* [Entries supplied]
※ ※ ※

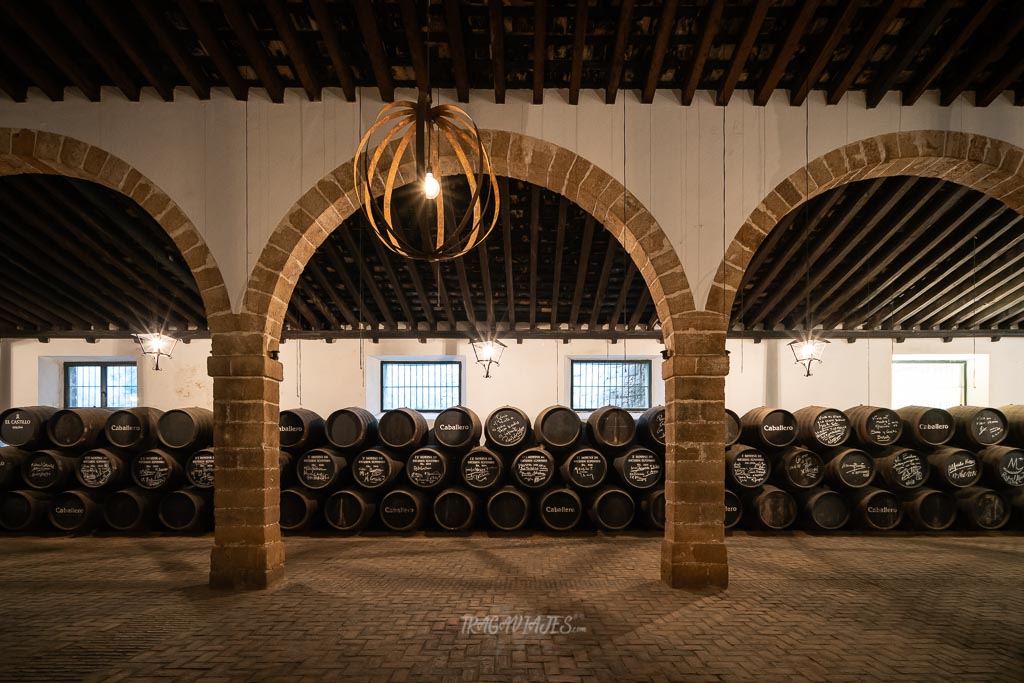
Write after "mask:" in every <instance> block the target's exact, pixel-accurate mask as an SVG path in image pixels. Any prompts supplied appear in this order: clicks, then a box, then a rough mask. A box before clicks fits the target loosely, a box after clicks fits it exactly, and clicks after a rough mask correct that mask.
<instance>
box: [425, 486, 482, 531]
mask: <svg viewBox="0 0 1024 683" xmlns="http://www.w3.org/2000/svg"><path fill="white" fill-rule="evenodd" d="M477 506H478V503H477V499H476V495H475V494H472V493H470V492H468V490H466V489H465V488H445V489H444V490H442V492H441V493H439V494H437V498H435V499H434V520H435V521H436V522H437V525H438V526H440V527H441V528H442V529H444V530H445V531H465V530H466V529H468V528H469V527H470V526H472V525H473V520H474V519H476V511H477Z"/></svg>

※ ※ ※

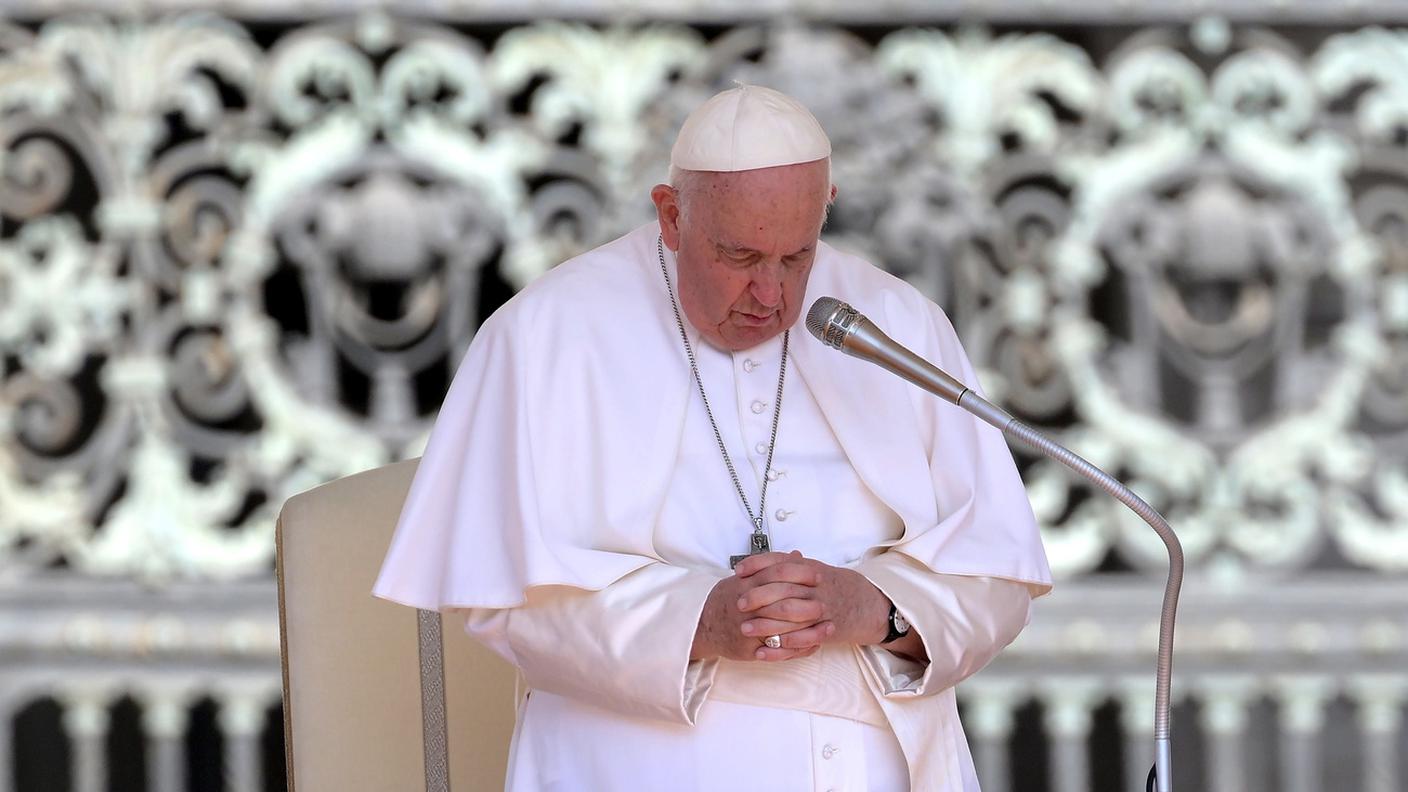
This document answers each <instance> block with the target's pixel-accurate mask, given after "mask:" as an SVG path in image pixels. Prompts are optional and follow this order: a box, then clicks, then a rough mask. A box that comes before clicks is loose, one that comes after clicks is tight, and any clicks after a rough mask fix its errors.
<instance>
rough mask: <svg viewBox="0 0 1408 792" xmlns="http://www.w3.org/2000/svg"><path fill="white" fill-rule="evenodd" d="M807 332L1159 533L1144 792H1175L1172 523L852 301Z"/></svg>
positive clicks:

※ ※ ※

* [Problem to solve] Find every line of the data that includes the string "block". Copy each of those lines.

* [Written answer]
Write after "mask:" in every <instance> block the target's exact, pixel-accurate mask as an SVG path in image pixels. Any prompts supplied appear in this order: clicks, then a box, then a rough mask. A box before clicks fits the target loosely, a box after clicks fits it exactly, and clicks after a rough mask correct that mask.
This document answers each <instance> block with the target's pixel-accurate mask, given after "mask:" as an SVG path in image pixels. Prompts are optional and follow this order: a box, then clicks, then a rough mask. A box that comes before clicks is loose, one that comes after clicks is tight, and any clicks after a rough mask fix its errors.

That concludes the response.